— START Given records —

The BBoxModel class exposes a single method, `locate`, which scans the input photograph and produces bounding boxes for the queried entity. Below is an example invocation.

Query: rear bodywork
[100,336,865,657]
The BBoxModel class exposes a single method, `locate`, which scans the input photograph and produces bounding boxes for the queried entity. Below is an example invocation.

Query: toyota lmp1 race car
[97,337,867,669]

— END Given records —

Stated goal —
Rewrite the records above, switching every "photograph" to "image" and leaving everything else untouched.

Exercise solution —
The BBoxModel class exposes a single method, `locate`, which scans the input image and produces bounding boxes for the queried entity. Below is an example invocation.

Query: rear bodywork
[100,336,865,657]
The BBoxModel class exposes a single method, `locate`, which scans the input image and produces bounding boxes for the queried entity. Below is an example invocation.

Query: toyota lmp1 race car
[97,337,867,669]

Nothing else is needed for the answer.